Document extract:
▬▬▬

But does the Catholic Church really want women to have access to information they need to make decisions they feel are right for themselves -- or does the church only want women to be able to make decisions that the local Archbishop approves of?

Mark Graber, professor of law and government at the University of Maryland School of Law, said the law appears to favor the city. He said the Supreme Court has made it clear that advertising does not have the same protections as political speech.

"All government is doing here is asking people to tell the truth," Graber said. "And we do this all the time on the cigarette labels. This is simply telling a pregnancy center that you must tell the truth about what you do."

Religious organizations don't always seem to realize that once they move outside of religious or political speech, they start to fall under regulations which govern commercial speech. A "crisis pregnancy center" may not be a business in the traditional sense, but it does fall under commercial speech regulations. The only way around that would be for it to become an open arm of a church and advertise itself as such -- but that would defeat their goals as well, wouldn't it?

Jodi Jacobson2 puts this in perspective by comparing opposition to this truth-in-advertising ordinance with all the laws which anti-choice activists have been fighting for in recent years:

For example, thanks to anti-choicers, both medical professionals and women in states throughout the country are compelled to speak and act by laws perpetuating unnecessary practices and downright false information. According to the Guttmacher Institute, 17 states now mandate that women be given counseling before an abortion that includes information on at least one of the following: the purported link between abortion and breast cancer (6 states now require this; no proven link), the ability of a fetus to feel pain (9 states; no medical evidence in support of "fetal pain" in the first trimester when almost 90 percent of abortions occur; no evidence of "fetal pain" in the second trimester when 9 percent of abortions occur; "fetal pain" may occur in the 3rd trimester, but late abortions represent 1 percent of all abortions and happen when only in life and death situations), long-term mental health consequences for women of abortion (7 states; no medical or social science evidence to support these claims) or information on the availability of ultrasound (8 states).

▬▬▬

Records:
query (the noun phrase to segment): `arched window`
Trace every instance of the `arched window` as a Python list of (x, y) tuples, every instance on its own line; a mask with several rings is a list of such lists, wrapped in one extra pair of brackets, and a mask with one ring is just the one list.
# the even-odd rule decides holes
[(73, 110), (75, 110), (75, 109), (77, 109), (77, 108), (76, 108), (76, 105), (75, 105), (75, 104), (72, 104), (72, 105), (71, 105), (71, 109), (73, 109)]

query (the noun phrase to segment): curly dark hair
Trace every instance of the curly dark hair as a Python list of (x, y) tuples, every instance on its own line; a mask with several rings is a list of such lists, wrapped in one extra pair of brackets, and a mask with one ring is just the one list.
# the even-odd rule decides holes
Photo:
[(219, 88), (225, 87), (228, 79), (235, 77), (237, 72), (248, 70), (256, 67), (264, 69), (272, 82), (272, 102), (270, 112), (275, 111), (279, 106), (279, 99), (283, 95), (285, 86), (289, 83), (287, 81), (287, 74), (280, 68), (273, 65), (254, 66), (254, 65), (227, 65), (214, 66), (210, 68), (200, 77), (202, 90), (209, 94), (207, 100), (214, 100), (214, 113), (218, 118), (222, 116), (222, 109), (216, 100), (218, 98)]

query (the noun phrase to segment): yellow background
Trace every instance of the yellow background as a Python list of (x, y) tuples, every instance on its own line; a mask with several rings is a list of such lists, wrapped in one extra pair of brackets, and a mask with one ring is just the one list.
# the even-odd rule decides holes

▬▬▬

Work order 1:
Retype the pregnancy center excerpt starting with "But does the" and going on through "as political speech.".
Work order 2:
In the pregnancy center excerpt, where does Mark Graber teach law and government?
Work order 3:
Proceed with the pregnancy center excerpt, writing on from its final sentence.
The data are not needed for any of this.

Final answer 1:
But does the Catholic Church really want women to have access to information they need to make decisions they feel are right for themselves -- or does the church only want women to be able to make decisions that the local Archbishop approves of?

Mark Graber, professor of law and government at the University of Maryland School of Law, said the law appears to favor the city. He said the Supreme Court has made it clear that advertising does not have the same protections as political speech.

Final answer 2:
At the University of Maryland School of Law.

Final answer 3:
At least 16 states have laws related to ultrasounds, some requiring they be performed and others requiring a woman be told where she can get a free ultrasound. There is no medical evidence for this practice.

In addition, according to Guttmacher, 24 states require a woman seeking an abortion to wait a specified period of time, usually 24 hours, between when she receives counseling and the procedure is performed. ...

So to sum up. Forcing medical professionals to perform and forcing women to comply with unnecessary and costly counseling and "medical" procedures; forcing women to endure unnecessary waiting periods, and suffer through medically inaccurate and/or outright false information not to mention other restrictions is ok. Treating women of all ages as juveniles is also ok.

Requiring CPCs to provide accurate truth-in-advertising about the legal services it does not provide to avoid ensnaring women into a system that will lie to them is not ok? [emphasis added]

It's not often that you see churches making prominent, public arguments against requirements to tell the public the truth and this says something very important about how such a church really feel about truth, reality, and an informed public. Any time any organization fights to keep the public ignorant, I say that they have forfeited any moral right to ever tell anyone what to do.